-- Work task --
Everything in the data below is left aside except the lines from the one containing "Category: green outfield grass" through the one containing "Category: tree"; repeat those exactly.

-- Records provided --
____________

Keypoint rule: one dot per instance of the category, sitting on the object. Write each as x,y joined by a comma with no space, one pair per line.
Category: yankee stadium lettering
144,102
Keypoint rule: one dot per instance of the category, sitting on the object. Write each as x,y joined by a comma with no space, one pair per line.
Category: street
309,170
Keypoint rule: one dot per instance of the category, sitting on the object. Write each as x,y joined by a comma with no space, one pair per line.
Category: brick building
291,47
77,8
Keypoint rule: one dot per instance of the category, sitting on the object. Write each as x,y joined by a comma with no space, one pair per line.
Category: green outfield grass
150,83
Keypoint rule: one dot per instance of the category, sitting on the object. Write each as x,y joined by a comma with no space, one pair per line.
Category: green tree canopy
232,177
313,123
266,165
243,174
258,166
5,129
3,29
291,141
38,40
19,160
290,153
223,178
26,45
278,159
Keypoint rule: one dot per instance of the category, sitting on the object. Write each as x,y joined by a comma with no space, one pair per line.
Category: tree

____________

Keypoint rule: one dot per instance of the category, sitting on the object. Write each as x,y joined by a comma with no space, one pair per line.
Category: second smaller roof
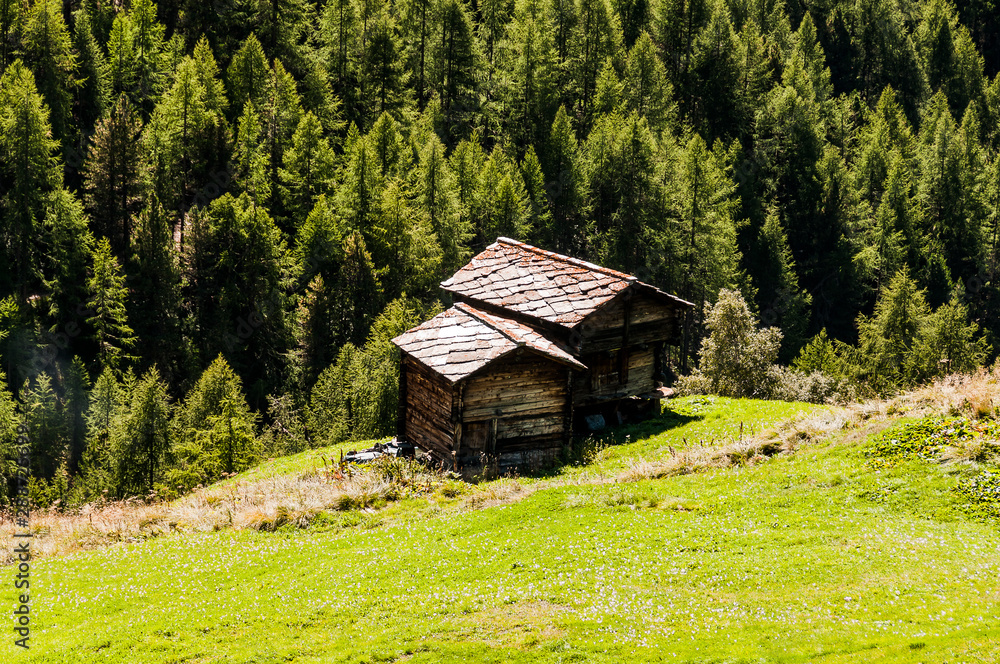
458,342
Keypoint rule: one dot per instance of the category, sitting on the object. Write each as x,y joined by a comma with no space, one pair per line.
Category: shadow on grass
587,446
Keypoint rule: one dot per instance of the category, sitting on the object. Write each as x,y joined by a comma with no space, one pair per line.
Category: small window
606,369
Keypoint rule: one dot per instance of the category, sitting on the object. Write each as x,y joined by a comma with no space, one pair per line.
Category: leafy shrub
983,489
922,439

____________

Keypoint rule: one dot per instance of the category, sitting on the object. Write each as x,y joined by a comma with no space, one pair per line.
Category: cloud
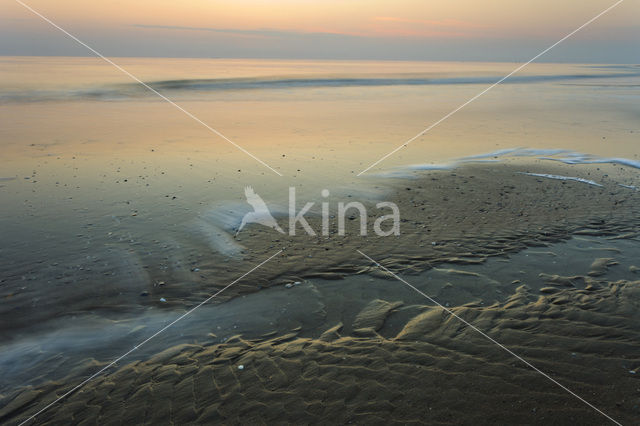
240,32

____________

-- Result of this exercise --
Category: green outfield grass
150,83
Keypoint rule: one dot per instance of the category, sitting on the object. Write each as x,y joined by a comma with no space, one pair per line.
Category: green tree canopy
232,177
313,123
266,165
243,174
258,166
5,129
3,29
291,141
38,40
19,160
290,153
223,178
26,45
278,159
Keypoint rule: one dot per instance of the category, sitting on the object. Write each as x,y joined by a comma with no space, one pair per line.
Category: tree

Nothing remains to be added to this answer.